- **EXCERPTED RECORDS**:
┌────────

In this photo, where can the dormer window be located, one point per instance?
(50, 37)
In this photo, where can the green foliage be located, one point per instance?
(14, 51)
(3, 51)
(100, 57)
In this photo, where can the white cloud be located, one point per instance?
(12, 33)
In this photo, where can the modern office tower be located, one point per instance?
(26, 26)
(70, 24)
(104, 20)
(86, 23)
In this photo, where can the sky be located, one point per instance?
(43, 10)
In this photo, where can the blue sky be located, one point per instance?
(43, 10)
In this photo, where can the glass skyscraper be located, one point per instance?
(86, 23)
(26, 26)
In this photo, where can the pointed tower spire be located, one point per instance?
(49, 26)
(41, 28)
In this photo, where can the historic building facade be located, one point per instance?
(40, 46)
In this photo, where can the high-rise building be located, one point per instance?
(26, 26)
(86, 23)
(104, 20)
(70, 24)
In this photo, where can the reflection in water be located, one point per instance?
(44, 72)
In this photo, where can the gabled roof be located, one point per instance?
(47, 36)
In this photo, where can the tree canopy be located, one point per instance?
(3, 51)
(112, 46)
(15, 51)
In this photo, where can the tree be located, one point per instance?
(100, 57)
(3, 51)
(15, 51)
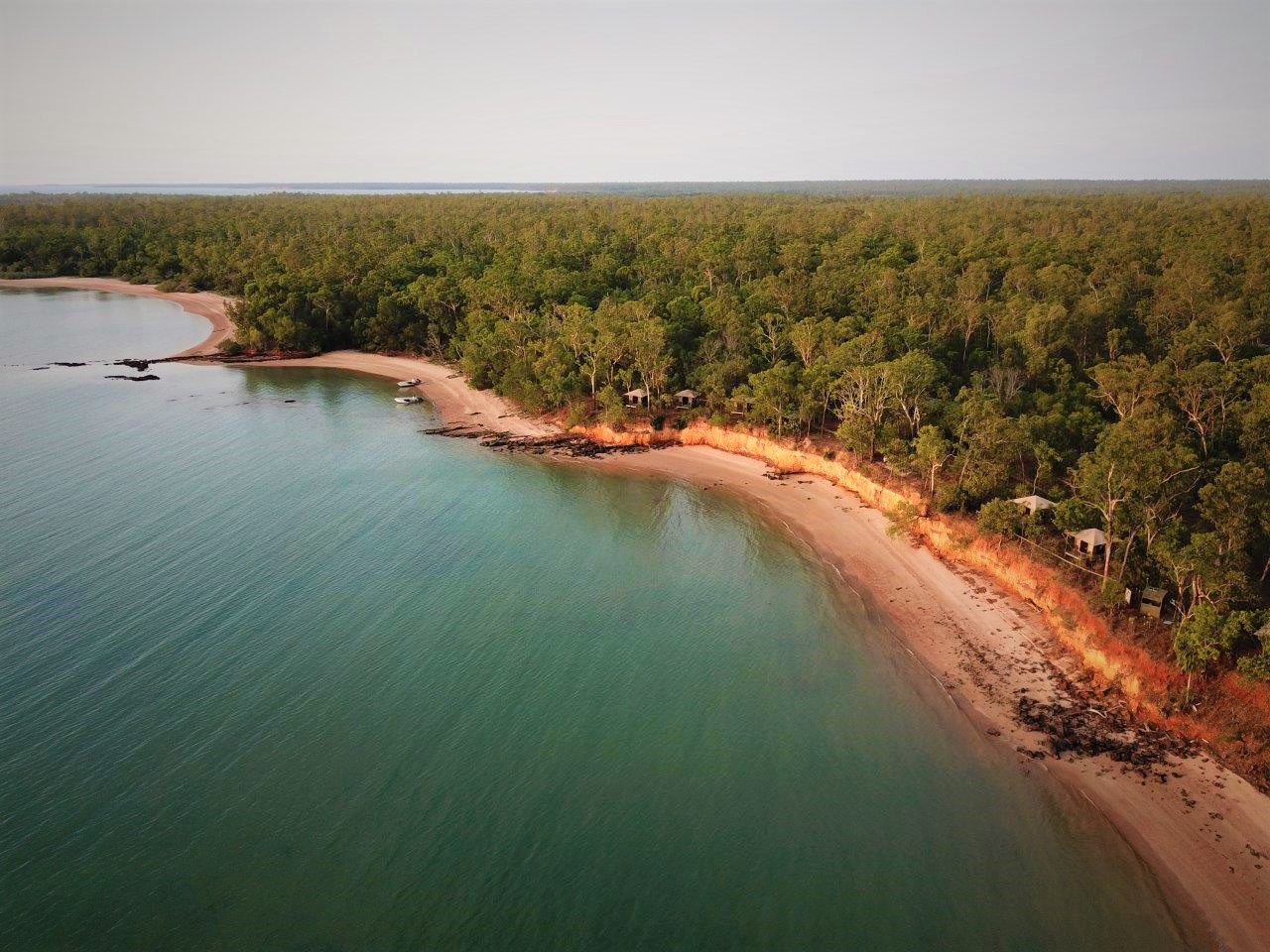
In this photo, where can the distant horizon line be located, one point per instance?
(385, 182)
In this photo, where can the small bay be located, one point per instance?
(280, 671)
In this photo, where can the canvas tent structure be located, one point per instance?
(1153, 603)
(685, 399)
(1034, 504)
(1088, 543)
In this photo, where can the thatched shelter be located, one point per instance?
(1088, 543)
(686, 399)
(1034, 504)
(635, 398)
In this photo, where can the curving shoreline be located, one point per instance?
(978, 645)
(1197, 833)
(202, 303)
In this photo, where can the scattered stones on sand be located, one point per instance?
(564, 444)
(1074, 725)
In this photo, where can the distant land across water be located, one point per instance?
(860, 186)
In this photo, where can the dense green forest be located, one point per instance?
(1107, 352)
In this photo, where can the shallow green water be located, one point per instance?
(296, 676)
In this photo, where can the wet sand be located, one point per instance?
(203, 303)
(1205, 833)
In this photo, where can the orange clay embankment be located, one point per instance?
(1146, 682)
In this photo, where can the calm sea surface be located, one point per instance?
(293, 675)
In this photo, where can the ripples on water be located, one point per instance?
(295, 676)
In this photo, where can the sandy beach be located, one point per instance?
(203, 303)
(1205, 832)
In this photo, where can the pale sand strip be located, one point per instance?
(203, 303)
(982, 647)
(978, 645)
(454, 400)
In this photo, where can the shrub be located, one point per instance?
(1255, 666)
(1000, 517)
(902, 517)
(576, 414)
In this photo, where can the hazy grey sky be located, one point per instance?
(291, 90)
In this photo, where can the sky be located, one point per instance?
(631, 90)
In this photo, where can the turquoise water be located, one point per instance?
(294, 675)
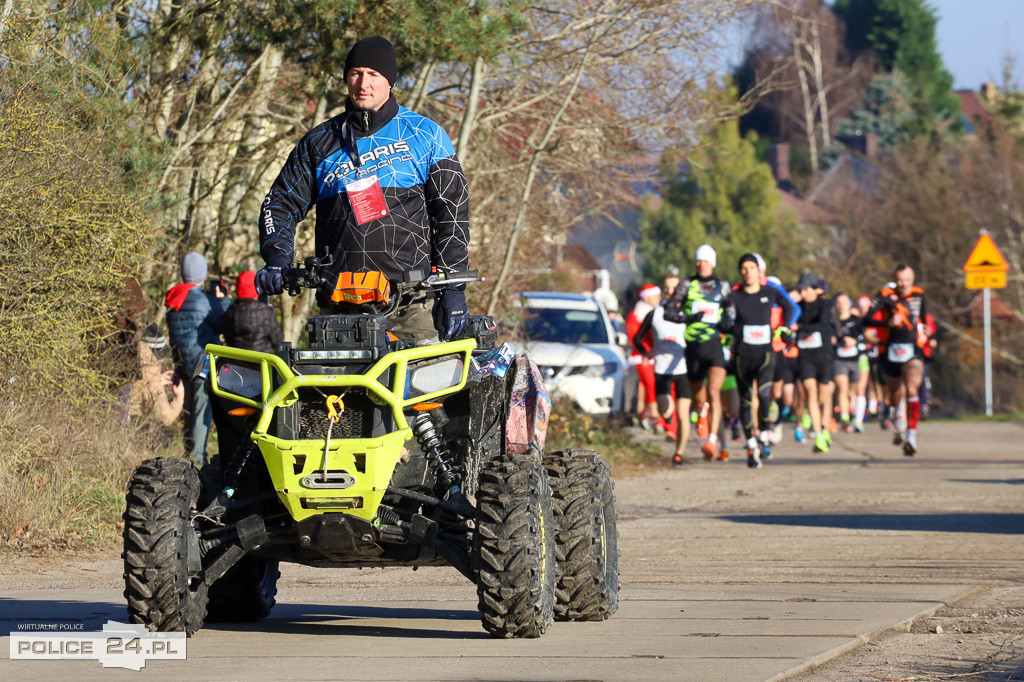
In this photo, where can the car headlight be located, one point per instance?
(604, 371)
(435, 376)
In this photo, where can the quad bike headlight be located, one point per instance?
(435, 376)
(334, 354)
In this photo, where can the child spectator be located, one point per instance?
(250, 323)
(194, 318)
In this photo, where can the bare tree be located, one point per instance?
(804, 72)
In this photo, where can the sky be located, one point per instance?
(974, 36)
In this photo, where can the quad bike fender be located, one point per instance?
(363, 467)
(529, 408)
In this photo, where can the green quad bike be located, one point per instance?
(365, 450)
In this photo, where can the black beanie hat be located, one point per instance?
(747, 257)
(375, 52)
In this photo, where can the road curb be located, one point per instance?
(902, 626)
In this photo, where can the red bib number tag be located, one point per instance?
(367, 200)
(900, 352)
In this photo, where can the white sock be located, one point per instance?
(859, 405)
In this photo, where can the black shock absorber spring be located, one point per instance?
(433, 448)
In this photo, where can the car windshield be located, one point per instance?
(564, 326)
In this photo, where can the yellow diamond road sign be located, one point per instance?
(985, 257)
(996, 280)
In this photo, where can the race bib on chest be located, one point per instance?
(757, 335)
(900, 352)
(367, 200)
(708, 308)
(812, 340)
(847, 351)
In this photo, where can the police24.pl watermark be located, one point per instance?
(119, 645)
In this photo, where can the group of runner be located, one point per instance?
(754, 354)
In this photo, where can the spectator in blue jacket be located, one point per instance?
(193, 322)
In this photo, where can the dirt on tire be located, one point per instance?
(162, 496)
(513, 547)
(587, 536)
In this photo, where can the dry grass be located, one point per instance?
(64, 470)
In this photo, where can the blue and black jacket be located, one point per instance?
(421, 178)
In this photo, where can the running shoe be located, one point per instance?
(702, 429)
(898, 432)
(910, 444)
(753, 454)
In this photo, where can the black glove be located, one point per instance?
(677, 316)
(692, 317)
(270, 280)
(451, 313)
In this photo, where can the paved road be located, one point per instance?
(728, 573)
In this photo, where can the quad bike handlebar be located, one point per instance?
(314, 273)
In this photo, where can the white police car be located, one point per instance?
(576, 345)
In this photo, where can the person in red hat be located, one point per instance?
(250, 323)
(650, 298)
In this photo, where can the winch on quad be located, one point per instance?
(367, 450)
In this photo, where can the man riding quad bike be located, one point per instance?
(366, 450)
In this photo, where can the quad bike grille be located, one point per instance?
(355, 421)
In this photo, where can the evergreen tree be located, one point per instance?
(888, 112)
(901, 33)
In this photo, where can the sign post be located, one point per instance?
(986, 268)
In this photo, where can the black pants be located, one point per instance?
(751, 368)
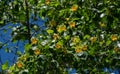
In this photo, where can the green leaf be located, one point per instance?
(27, 47)
(108, 42)
(5, 66)
(86, 36)
(50, 31)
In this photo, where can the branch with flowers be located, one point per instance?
(77, 35)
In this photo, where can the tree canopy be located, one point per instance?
(80, 34)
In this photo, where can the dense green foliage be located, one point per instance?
(80, 34)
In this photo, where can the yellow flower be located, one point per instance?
(34, 41)
(102, 24)
(61, 28)
(93, 39)
(72, 24)
(58, 46)
(67, 19)
(84, 47)
(37, 52)
(74, 8)
(78, 49)
(19, 65)
(114, 37)
(116, 49)
(55, 36)
(47, 2)
(76, 39)
(52, 23)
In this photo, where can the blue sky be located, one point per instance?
(5, 38)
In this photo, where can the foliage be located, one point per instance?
(80, 34)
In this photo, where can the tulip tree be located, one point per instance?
(80, 34)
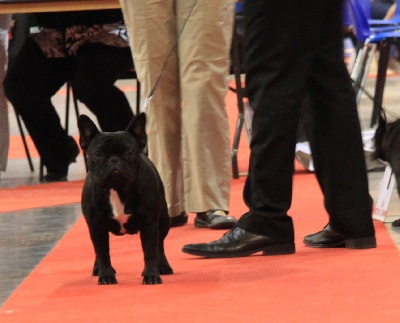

└────────

- **WHAT YOU WILL DO**:
Reproduce all of the records above word for word, leaving out the pictures.

- **EXERCISE RESULT**:
In this photo, where can the dormer window be located, one point per instance?
(50, 37)
In this photo, where can the green foliage be located, one point per instance?
(14, 51)
(3, 51)
(100, 57)
In this photo, where can the white cloud be located, one point per instance?
(12, 33)
In this photo, where can the modern office tower be located, one point per instance?
(26, 26)
(70, 24)
(104, 20)
(86, 23)
In this photo, where can the sky be located, one point per instance?
(43, 10)
In this photo, where can the blue sky be located, one point per instance?
(43, 10)
In this photo, where can the glass skyscraper be located, one point per instance?
(86, 23)
(26, 26)
In this photo, where can the pointed tower spire be located, one point per instance?
(49, 26)
(41, 28)
In this photo, where can the historic building facade be located, one point per instance?
(40, 46)
In this photo, where can the high-rise building be located, one point per instance?
(26, 26)
(86, 23)
(104, 20)
(70, 24)
In this photo, where can the reflection in water be located, one point per instance?
(44, 72)
In this photo, where can the gabled roof be located, one point per instance?
(47, 36)
In this photo, where can the tree canopy be located, one point per instance?
(3, 51)
(112, 46)
(15, 51)
In this photo, where can the tree be located, one point per instance?
(100, 57)
(3, 51)
(15, 51)
In this photo, where can the distant horizon line be located, one point per instance?
(385, 182)
In this photo, where can the small bay be located, one point per instance?
(280, 671)
In this photo, where can the canvas tent structure be located, one point per instance?
(1153, 603)
(685, 399)
(1034, 504)
(1088, 543)
In this photo, where can the thatched shelter be located, one point per instance?
(1088, 543)
(686, 399)
(1034, 504)
(635, 398)
In this photo, where can the curving shoreline be located, one point per instance?
(978, 645)
(1197, 833)
(202, 303)
In this photo, where can the scattered stones on sand be located, one point per instance?
(564, 444)
(1074, 725)
In this photo, where can the distant land across water be located, one point per instance?
(860, 186)
In this photo, where can the dense green forest be located, one point per instance?
(1107, 352)
In this photo, where can the shallow green water be located, one point per instance?
(296, 676)
In this photo, where can the wet sand be located, one point per instance?
(203, 303)
(1205, 833)
In this photo, where can the orange clay embankment be located, one point per instance?
(1146, 682)
In this photo, where can the calm sea surface be located, one point per instance?
(293, 675)
In this photo, where can the ripples on water be located, one point per instance?
(295, 676)
In this photo, where can the sandy beach be located, one point per instance?
(203, 303)
(1205, 832)
In this photo, where can the pale sand strip be located, one point per instance?
(203, 303)
(982, 647)
(978, 645)
(454, 400)
In this photo, where can the shrub be located, one point per instance?
(1255, 666)
(1000, 517)
(902, 517)
(576, 414)
In this photo, where can the hazy grey sky be located, one point per instance?
(291, 90)
In this photo, where can the sky be located, one point per instance?
(631, 90)
In this photo, where can the turquoise water be located, one point per instance?
(294, 675)
In this photo, where can the car headlight be located, one point per instance?
(604, 371)
(435, 376)
In this photo, where can the quad bike headlight be located, one point per instance?
(435, 376)
(334, 354)
In this photo, where can the child spectator be located, one point per instance?
(250, 323)
(194, 318)
In this photo, where can the bare tree be located, one point per instance?
(804, 72)
In this photo, where can the sky be located, one point per instance?
(974, 36)
In this photo, where can the quad bike fender be located, one point per instance?
(363, 467)
(529, 408)
In this photo, where can the green quad bike be located, one point per instance?
(365, 450)
In this photo, where can the black beanie hat be located, one point per instance?
(747, 257)
(375, 52)
In this photo, where can the road curb be located, one point per instance?
(902, 626)
In this photo, where can the red bib number tag be located, one point per instance?
(367, 200)
(900, 352)
In this photo, where can the white sock be located, one point per instance?
(859, 405)
In this photo, where can the black shock absorber spring be located, one point per instance?
(433, 448)
In this photo, where can the car windshield be located, one point per instance?
(564, 326)
In this photo, where can the yellow diamond road sign be located, one point per instance?
(985, 257)
(996, 280)
In this photo, where can the race bib on chest be located, one point per instance?
(757, 335)
(900, 352)
(367, 200)
(708, 308)
(812, 340)
(847, 351)
In this photo, where can the police24.pl watermark be located, one point per instance?
(119, 645)
In this photo, where can the group of runner be located, one point per instance?
(754, 354)
In this photo, where can the spectator in blue jacket be located, one point per instance?
(193, 322)
In this photo, where can the dirt on tire be located, one point per instance?
(162, 496)
(513, 547)
(587, 536)
In this photo, where can the dry grass be located, one point per instance?
(64, 470)
In this photo, where can the blue and black jacket be located, one point per instance?
(421, 178)
In this photo, where can the running shoe be located, one point per instance?
(702, 429)
(898, 432)
(910, 444)
(753, 454)
In this photo, where can the black glove be located, one point per instance?
(677, 316)
(692, 317)
(270, 280)
(451, 313)
In this photo, where can the paved road be located, one point per instance?
(728, 573)
In this photo, where can the quad bike handlebar be located, one point per instance?
(314, 273)
In this photo, where can the white police car be located, one point per instance?
(576, 345)
In this photo, where can the person in red hat be located, one point per instance?
(250, 323)
(650, 298)
In this photo, where can the winch on quad be located, one point per instance?
(367, 450)
In this photo, where can the man riding quad bike be located, one point per instance?
(366, 450)
In this photo, where can the quad bike grille be located, one point per instance?
(355, 421)
In this photo, where can the evergreen tree be located, one point per instance?
(888, 112)
(901, 33)
In this photo, where can the sign post be located, one point per instance?
(986, 268)
In this photo, where can the black pants be located, one point per instance?
(751, 368)
In this photo, where can the green leaf be located, one point per instance?
(27, 47)
(108, 42)
(5, 66)
(86, 36)
(50, 31)
In this photo, where can the branch with flowers be located, one point per instance?
(77, 35)
In this photo, where can the tree canopy be located, one point per instance?
(80, 34)
In this photo, where can the dense green foliage be located, one point per instance?
(80, 34)
In this photo, where can the yellow flower be located, one point per instance?
(34, 41)
(102, 24)
(61, 28)
(93, 39)
(72, 24)
(58, 46)
(67, 19)
(84, 47)
(37, 52)
(74, 8)
(78, 49)
(19, 65)
(114, 37)
(116, 49)
(55, 36)
(47, 2)
(76, 39)
(52, 23)
In this photo, where can the blue sky be located, one point per instance?
(5, 38)
In this photo, where can the foliage be located, one point per instance?
(80, 34)
In this photo, where can the tulip tree be located, one point per instance?
(80, 34)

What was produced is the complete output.